Principale personnalité visée par l’astreinte territoriale de plusieurs opposants, Jean Ping s’est prononcé sur cette décision gouvernementale dans une interview accordée au magazine français L’Obs. Si la mesure a été levée, elle a tout de même arraché quelques commentaires acerbes au principal concerné : «ils ont voulu nous rappeler que nous étions en sursis», a déclaré Jean Ping.
Plusieurs sujets d’actualité ont été abordés par Jean Ping, dans l’interview accordée le 10 septembre à L’Obs, un magazine d’actualité française. Parmi ces sujets, figure en bonne place l’astreinte territoriale des opposants. En effet, ce dernier a récemment été accusé de «trouble à l’ordre public» et interdit de quitter le territoire, comme plusieurs personnalités d’opposition, avant que la mesure ne soit levée par le ministère de l’Intérieur le 8 septembre.
«Nous vivons dans une dictature brutale, violente, qui bafoue quotidiennement toutes les libertés fondamentales», a déploré Jean Ping. «Le 31 août marque la date anniversaire du massacre de 300 manifestants de l’opposition, au lendemain des élections truquées qui ont portée Ali au pouvoir… Ils savaient que nous allions célébrer nos martyrs. Ils ont voulu nous rappeler que nous étions en sursis, sous une épée de Damoclès», a poursuivi Jean Ping.
Pour lui, cette mesure n’était que le prolongement d’une situation perdurant depuis la fin de la présidentielle 2016. «Depuis un an, un an et demi, ma résidence est encerclée par les forces de l’ordre. Je ne sais pas si c’est pour me protéger ou pour m’assigner à résidence… C’est vrai, ils ne m’empêchent pas de sortir, mais ils sont constamment derrière moi», a-t-il déploré. «Au Gabon, tout le monde sait que je suis menacé : la presse, l’opposition, l’opinion publique. Je fais attention à tout», s’est-il permis d’ajouter.
Qu’à cela ne tienne, Jean Ping est convaincu que le pouvoir symbolisé par Ali Bongo cèdera tôt ou tard. «Ali va partir. D’une manière ou d’une autre. Cela peut prendre, deux ou trois mois, peut-être moins, peut-être un peu plus, mais cela finira par arriver», a-t-il affirmé. Pour le candidat à la dernière présidentielle, deux options s’offrent ainsi à l’actuel chef de l’Etat.

::::::

# CONSIGNE 1
Recopiez mot pour mot le passage de l'article sur Jean Ping qui commence aux mots «Pour lui, cette» et s'arrête après «s’est-il permis d’ajouter.».
# CONSIGNE 2
Écrivez la suite de l'article sur Jean Ping, juste après sa dernière phrase.

Entrées de données enregistrées:
::::::

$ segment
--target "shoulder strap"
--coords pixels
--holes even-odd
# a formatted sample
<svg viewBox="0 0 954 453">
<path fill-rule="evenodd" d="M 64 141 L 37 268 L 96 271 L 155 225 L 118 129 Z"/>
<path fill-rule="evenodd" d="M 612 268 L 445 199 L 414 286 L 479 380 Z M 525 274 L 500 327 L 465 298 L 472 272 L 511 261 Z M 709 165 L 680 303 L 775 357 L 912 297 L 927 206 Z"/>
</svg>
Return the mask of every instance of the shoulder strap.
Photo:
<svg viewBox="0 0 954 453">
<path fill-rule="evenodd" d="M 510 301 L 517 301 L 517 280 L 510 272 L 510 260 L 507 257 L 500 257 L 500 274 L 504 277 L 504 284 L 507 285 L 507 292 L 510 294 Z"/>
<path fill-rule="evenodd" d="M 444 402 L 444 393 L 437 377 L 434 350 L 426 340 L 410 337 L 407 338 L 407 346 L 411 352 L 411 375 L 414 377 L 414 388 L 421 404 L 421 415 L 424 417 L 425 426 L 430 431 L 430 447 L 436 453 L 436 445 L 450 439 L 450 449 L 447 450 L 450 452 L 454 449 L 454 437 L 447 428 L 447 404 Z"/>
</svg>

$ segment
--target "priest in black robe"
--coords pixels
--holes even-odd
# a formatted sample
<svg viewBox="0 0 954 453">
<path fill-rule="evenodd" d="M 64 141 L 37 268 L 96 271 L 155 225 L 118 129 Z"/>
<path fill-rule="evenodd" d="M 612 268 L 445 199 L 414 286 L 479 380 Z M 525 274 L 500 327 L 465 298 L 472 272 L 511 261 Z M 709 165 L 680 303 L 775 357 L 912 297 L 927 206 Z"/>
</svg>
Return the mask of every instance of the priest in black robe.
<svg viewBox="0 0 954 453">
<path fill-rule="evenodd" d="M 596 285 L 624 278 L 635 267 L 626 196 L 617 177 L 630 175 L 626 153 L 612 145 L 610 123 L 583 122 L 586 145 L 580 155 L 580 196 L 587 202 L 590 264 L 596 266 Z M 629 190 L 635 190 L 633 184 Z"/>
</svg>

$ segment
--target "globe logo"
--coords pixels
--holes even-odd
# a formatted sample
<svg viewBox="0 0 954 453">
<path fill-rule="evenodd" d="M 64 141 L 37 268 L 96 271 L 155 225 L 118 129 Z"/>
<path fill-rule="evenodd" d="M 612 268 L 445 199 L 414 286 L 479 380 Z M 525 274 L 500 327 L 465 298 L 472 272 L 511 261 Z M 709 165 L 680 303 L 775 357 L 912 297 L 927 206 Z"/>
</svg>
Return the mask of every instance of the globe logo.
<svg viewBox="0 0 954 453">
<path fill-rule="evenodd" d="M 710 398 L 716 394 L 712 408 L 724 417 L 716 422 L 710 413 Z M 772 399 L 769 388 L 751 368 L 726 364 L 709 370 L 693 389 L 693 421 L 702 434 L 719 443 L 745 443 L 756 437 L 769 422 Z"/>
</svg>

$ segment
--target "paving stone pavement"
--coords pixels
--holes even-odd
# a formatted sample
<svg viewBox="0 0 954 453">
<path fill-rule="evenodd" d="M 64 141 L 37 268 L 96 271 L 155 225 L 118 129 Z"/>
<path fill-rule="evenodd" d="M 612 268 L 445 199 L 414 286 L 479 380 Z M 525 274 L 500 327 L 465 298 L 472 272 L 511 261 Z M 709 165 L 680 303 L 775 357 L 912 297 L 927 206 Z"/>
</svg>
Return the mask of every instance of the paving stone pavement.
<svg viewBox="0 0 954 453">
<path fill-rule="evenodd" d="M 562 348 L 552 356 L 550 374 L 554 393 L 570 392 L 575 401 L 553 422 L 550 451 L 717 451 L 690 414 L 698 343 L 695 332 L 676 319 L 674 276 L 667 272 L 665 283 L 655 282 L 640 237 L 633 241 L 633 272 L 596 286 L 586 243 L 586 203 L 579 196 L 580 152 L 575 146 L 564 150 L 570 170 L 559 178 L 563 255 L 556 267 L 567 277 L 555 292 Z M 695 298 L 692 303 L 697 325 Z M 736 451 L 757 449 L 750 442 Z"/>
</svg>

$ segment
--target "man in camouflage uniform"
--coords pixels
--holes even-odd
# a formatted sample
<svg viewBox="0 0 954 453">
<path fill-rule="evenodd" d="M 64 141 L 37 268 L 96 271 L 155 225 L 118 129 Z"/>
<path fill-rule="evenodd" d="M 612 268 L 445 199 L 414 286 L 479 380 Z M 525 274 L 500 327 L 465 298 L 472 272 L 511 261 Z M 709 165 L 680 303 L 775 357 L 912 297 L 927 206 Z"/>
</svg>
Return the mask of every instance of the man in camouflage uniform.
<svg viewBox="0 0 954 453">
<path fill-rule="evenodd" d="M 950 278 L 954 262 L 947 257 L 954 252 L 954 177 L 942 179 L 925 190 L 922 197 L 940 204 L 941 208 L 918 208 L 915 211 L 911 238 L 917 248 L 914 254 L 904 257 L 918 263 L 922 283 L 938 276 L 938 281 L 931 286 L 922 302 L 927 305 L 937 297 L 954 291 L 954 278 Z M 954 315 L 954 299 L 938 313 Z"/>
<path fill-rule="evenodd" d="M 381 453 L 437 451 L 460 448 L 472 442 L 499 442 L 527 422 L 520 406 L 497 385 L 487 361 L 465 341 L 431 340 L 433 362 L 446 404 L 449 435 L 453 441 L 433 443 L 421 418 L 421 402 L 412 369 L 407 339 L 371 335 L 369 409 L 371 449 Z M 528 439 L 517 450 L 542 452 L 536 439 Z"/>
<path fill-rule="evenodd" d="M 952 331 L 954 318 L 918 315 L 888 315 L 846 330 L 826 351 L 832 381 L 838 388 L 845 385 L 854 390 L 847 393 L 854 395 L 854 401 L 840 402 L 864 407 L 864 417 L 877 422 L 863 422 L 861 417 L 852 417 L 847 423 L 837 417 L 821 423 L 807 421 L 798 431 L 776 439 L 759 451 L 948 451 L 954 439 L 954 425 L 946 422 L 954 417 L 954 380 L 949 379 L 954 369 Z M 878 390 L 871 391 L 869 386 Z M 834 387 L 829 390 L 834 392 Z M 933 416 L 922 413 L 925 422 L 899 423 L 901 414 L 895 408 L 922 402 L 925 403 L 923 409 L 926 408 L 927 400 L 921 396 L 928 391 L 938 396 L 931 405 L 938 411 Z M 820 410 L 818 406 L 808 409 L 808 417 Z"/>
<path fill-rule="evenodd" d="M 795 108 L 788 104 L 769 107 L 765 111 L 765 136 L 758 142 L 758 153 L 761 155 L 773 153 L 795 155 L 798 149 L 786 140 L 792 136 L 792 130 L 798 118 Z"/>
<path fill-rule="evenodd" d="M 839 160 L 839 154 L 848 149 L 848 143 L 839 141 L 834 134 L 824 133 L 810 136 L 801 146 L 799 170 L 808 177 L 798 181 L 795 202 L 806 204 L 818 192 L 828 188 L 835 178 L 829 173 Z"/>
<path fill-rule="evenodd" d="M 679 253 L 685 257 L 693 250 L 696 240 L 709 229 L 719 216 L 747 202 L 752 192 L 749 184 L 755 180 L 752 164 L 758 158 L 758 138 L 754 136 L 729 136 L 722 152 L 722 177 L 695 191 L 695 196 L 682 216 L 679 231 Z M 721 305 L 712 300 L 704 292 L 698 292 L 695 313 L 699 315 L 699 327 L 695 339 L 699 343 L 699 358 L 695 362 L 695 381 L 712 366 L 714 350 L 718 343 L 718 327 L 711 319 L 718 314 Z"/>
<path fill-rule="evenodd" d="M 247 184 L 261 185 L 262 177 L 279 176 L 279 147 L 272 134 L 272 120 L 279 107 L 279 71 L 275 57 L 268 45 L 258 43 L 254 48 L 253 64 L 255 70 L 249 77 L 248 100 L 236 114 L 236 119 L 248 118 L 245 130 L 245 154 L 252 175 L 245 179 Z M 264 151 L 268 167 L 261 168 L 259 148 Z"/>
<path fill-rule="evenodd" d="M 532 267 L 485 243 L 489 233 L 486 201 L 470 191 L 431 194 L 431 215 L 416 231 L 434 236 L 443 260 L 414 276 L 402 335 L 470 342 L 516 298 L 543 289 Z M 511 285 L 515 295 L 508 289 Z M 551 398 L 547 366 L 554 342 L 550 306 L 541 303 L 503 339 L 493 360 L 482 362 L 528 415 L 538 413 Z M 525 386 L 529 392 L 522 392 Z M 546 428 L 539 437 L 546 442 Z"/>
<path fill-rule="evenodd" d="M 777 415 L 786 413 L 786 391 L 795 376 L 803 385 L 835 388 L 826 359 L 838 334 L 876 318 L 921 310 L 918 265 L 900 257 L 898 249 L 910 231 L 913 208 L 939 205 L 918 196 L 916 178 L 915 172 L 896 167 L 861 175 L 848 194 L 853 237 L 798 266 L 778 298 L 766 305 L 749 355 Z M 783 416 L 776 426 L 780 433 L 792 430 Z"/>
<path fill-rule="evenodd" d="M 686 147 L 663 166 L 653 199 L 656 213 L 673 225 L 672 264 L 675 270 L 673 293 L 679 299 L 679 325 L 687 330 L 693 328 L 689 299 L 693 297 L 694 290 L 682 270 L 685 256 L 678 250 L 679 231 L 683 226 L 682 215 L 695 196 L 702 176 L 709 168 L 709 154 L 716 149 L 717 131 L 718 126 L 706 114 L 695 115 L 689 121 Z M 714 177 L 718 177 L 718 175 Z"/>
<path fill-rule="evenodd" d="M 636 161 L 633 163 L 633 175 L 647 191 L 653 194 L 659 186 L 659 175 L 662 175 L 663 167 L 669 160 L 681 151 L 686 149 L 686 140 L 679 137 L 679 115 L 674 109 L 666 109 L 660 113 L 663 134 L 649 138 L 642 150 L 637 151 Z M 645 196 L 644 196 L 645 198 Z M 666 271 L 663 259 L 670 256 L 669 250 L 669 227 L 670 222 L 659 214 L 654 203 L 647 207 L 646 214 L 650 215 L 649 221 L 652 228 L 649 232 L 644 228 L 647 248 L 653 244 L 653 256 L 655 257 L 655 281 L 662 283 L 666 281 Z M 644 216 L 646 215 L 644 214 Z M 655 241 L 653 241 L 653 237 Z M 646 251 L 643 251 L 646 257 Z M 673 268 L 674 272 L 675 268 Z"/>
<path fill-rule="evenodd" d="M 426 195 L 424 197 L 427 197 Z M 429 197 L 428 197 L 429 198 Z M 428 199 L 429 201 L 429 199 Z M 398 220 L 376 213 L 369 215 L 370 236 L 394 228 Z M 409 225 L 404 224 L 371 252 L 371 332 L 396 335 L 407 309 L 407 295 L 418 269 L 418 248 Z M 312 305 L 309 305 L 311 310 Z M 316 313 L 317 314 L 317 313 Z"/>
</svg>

::::::

# RÉPONSE FINALE 1
Pour lui, cette mesure n’était que le prolongement d’une situation perdurant depuis la fin de la présidentielle 2016. «Depuis un an, un an et demi, ma résidence est encerclée par les forces de l’ordre. Je ne sais pas si c’est pour me protéger ou pour m’assigner à résidence… C’est vrai, ils ne m’empêchent pas de sortir, mais ils sont constamment derrière moi», a-t-il déploré. «Au Gabon, tout le monde sait que je suis menacé : la presse, l’opposition, l’opinion publique. Je fais attention à tout», s’est-il permis d’ajouter.

# RÉPONSE FINALE 2
«Première option : il part car il est gravement malade, comme on le dit à Libreville, mais je n’y crois pas. On dit aussi qu’il peut s’enfuir, mais ce n’est pas le plus probable. Deuxième option : ses propres partisans vont l’abattre car il est devenu gênant. A l’intérieur du Mouvement gabonais des amis d’Ali bongo Ondimba (Mogabo), son propre camp, ses hommes lui cherchent déjà un successeur», a confié Jean Ping.
En attendant l’une ou l’autre de ces hypothétiques issues, Jean Ping a dit tempérer ses partisans et, plus généralement, les Gabonais. «J’essaie de calmer les Gabonais, mais ce n’est pas facile. Quand je leur dis de patienter, ils me soupçonnent d’être prêt à me compromettre. Or c’est exclu (…) Mes partisans me disent que si je passe un compromis quelconque avec Ali, ils s’en prendront à moi et mettront le feu à ma demeure», a-t-il indiqué.
Par ailleurs, Jean Ping a également dit compter sur des soutiens extérieurs pour faire chuter le régime d’Ali Bongo. «Je bénéficie de soutiens importants dans le monde, même s’il m’est difficile de les nommer. Je peux juste vous dire que j’ai des partisans importants au sein de l’Union Africaine. Ils me l’ont fait savoir», a-t-il soutenu.
Tout comme il a présenté un certain nombre de garanties à Ali Bongo en cas de départ : «Quant à Ali, s’il s’en va, je suis prêt à lui garantir trois choses. Qu’il puisse circuler librement, partir et revenir. La sécurité de ses biens. Je promets enfin au pays un processus de paix, comme l’a fait Mandela en Afrique du sud : Justice et réconciliation», a conclu Jean Ping.